**ENTRIES**
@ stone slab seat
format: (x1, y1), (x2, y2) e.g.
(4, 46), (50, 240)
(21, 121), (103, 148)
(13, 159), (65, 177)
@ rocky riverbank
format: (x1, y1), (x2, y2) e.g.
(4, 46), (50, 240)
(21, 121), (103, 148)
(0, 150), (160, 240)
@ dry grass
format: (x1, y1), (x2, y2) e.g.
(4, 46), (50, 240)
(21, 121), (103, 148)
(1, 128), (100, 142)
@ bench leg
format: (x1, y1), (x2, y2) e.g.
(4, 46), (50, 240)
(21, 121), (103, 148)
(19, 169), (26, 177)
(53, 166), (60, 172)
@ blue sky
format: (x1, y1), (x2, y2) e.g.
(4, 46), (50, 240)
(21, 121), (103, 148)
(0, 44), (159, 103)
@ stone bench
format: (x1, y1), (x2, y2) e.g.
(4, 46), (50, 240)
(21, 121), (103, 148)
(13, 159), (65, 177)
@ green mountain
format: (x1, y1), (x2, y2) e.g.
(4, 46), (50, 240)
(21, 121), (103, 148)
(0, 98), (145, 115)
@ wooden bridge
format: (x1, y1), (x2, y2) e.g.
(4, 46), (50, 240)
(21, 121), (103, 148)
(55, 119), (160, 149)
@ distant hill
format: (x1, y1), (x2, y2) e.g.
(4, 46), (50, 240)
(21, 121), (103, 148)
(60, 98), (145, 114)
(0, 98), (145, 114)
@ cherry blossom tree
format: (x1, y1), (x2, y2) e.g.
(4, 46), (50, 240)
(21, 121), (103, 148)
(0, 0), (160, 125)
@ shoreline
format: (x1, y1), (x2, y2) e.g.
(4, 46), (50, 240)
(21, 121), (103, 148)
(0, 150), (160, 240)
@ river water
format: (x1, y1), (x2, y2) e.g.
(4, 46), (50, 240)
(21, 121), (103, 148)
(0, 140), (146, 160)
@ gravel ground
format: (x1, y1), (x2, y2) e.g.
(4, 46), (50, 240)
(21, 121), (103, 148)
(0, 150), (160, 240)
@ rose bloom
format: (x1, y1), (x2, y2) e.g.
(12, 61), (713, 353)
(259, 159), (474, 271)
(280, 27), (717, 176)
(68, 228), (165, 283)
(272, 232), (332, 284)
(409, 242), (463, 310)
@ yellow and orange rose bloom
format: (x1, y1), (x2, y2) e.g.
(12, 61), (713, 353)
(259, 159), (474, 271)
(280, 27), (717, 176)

**BRIEF**
Report every line of the records that contains the string "bloom", reproducing each such line in full. Treat the match as case-sensitive.

**TASK SOLUTION**
@ rose bloom
@ yellow and orange rose bloom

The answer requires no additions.